Exercise =>
Output every line of the listing below as a numbered list, omitting any blank lines.

Point-based annotation data =>
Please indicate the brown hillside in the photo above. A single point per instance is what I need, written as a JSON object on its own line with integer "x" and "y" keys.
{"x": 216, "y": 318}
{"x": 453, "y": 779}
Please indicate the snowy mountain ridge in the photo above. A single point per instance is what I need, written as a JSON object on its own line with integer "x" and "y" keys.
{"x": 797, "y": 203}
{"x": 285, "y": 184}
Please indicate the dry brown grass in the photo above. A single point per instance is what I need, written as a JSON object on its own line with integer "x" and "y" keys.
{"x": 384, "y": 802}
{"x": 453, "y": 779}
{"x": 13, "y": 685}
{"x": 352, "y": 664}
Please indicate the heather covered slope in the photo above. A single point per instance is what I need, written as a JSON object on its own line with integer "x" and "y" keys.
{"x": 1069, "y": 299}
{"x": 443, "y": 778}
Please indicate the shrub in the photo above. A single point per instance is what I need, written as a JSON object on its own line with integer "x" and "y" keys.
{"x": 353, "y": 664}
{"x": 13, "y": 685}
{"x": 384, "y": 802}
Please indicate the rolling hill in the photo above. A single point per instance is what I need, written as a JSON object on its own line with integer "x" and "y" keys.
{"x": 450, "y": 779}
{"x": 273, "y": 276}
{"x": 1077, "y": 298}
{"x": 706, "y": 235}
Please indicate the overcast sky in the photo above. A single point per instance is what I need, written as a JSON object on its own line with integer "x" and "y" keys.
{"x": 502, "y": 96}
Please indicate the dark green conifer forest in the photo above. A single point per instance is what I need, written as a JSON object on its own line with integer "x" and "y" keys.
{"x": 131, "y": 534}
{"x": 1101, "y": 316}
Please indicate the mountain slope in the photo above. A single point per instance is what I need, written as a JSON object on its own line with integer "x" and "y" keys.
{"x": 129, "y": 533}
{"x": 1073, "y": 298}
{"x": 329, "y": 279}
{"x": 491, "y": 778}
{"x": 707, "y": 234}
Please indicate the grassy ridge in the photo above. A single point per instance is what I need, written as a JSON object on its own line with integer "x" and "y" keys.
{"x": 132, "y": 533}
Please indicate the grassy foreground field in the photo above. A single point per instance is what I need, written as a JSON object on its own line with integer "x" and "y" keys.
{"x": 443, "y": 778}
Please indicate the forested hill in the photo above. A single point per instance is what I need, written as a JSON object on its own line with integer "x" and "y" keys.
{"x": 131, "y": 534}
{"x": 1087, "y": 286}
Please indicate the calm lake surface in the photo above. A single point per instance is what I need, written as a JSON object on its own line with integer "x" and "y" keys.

The answer =>
1. Please indicate the brown hillside in the photo above. A single point per instance is what I need, written as a JSON object on its own line with integer "x" and "y" keys.
2. {"x": 216, "y": 318}
3. {"x": 453, "y": 779}
4. Please indicate the snowy mountain ridge in the photo above. A single point per instance is what I need, written as a JSON object on its own line with integer "x" and "y" keys.
5. {"x": 797, "y": 203}
6. {"x": 285, "y": 184}
7. Please indicate the dry brown grass in the photo above. A single point per instance is what I need, written as a JSON object on its own line with integer "x" and "y" keys.
8. {"x": 384, "y": 802}
9. {"x": 453, "y": 779}
10. {"x": 13, "y": 685}
11. {"x": 352, "y": 664}
12. Please indicate the heather covered slope in the photo above. A single point per instance is what I need, written as a JSON object on its own line with integer "x" and "y" keys.
13. {"x": 1069, "y": 299}
14. {"x": 443, "y": 778}
15. Please indicate the shrub in the photo above. A single point per instance is what I need, written as a JSON object on its own line with integer "x" and "y" keys.
16. {"x": 353, "y": 664}
17. {"x": 13, "y": 685}
18. {"x": 384, "y": 802}
19. Please indicate the rolling hill in the photo above. A single point per instance is what I need, written as a JSON object on its own line with integer "x" and "y" keys.
20. {"x": 450, "y": 779}
21. {"x": 273, "y": 276}
22. {"x": 1077, "y": 298}
23. {"x": 706, "y": 235}
24. Please indicate the overcast sky in the photo above. A single point per instance is what I need, written as a JSON object on its own line with integer "x" and "y" keys.
25. {"x": 502, "y": 96}
26. Please indicate the dark green conifer forest in the photo above. A single point per instance is what I need, written as a JSON object on its own line with integer "x" and "y" keys.
27. {"x": 131, "y": 534}
28. {"x": 1101, "y": 316}
29. Please indicate the mountain slope in the photo above. A single point per instance is what I need, written as a JSON object on its own line with integer "x" and "y" keys.
30. {"x": 129, "y": 533}
31. {"x": 1073, "y": 298}
32. {"x": 329, "y": 279}
33. {"x": 491, "y": 778}
34. {"x": 707, "y": 234}
35. Please indicate the grassy ridge in the photo above. A single point per instance is what I need, written as a JSON object on its own line with integer "x" and "y" keys.
36. {"x": 132, "y": 533}
37. Please indicate the grassy foreground field in the photo above. A single point per instance is what I need, written as a JSON object on its own line with integer "x" and "y" keys.
38. {"x": 443, "y": 778}
39. Please indicate the forested hill in the photo above. A single point per instance is what I need, written as a JSON object on its own line with integer "x" and "y" keys.
40. {"x": 131, "y": 534}
41. {"x": 1087, "y": 286}
42. Please indicate the calm lake surface in the photo above. A single point per instance is what I need, written as a JSON object on its own line with integer "x" and "y" keys.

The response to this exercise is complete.